Start of SELECTED EXCERPT

What’s the Buzz: How 3 Writers Felt After Keeping a Gratitude Journal for One Month

Gratitude journal

There are some crazy trends going around on the internet, but which ones are worth the hype? What’s the Buzz is a column by lifestyle editor Sangeeta Kocharekar where she (along with our editorial team) will test out viral trends to tell you if it’s worth trying for yourself. Do we recommend doing it, and will we keep it up? Or is it a trend we’ll never want to hear of ever again? Find out here. This month, we try gratitude journalling.

Scientific studies over the last decade have again and again proved the benefits of gratitude journalling. The act has been shown to increase our happiness, improve our relationships, lower our stress and even help us sleep better. It’s no wonder it’s now become mainstream.

But how does gratitude journalling work in practice? And how does the everyday person practicing it feel after a month of it? We answer those questions and more below.

End of SELECTED EXCERPT
Start of EXCERPTED RECORDS

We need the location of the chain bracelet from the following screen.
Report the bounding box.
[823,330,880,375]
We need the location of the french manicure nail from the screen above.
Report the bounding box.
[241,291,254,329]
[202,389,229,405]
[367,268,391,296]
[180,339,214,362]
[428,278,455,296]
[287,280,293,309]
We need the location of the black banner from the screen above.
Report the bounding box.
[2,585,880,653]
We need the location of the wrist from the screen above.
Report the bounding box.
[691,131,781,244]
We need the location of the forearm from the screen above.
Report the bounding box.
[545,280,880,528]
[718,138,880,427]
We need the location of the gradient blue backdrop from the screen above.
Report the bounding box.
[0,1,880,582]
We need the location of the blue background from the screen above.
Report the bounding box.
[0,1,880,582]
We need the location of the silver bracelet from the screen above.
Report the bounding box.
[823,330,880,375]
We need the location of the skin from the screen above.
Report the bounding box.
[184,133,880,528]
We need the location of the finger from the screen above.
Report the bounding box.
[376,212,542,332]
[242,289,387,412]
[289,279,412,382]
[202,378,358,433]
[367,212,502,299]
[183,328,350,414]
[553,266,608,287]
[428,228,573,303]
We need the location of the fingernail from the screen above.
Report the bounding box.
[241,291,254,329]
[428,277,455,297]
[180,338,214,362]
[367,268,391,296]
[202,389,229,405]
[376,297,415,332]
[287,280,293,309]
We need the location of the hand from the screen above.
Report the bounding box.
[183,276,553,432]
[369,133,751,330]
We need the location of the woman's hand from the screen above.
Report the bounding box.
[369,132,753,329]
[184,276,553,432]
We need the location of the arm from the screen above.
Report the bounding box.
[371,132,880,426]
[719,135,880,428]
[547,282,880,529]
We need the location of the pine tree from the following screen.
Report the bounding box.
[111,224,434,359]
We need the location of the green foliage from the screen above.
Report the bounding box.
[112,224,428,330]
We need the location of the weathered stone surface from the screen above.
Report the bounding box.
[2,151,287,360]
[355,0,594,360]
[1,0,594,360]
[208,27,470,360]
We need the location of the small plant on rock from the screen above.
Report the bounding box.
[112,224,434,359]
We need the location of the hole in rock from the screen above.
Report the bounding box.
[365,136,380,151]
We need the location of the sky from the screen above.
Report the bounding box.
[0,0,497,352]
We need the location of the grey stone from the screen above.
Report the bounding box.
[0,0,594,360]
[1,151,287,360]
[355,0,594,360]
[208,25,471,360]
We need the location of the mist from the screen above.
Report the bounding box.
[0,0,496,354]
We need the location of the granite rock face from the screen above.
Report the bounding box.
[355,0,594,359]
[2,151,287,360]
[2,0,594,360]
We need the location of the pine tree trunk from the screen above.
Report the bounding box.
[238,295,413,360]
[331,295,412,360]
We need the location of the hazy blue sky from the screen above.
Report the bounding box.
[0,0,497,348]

End of EXCERPTED RECORDS

#### [WHAT TO PRODUCE]
Translate this sentence from the column on gratitude journalling into Spanish: "The act has been shown to increase our happiness, improve our relationships, lower our stress and even help us sleep better."

#### [EXERCISE OUTPUT]
Se ha demostrado que esta práctica aumenta nuestra felicidad, mejora nuestras relaciones, reduce nuestro estrés e incluso nos ayuda a dormir mejor.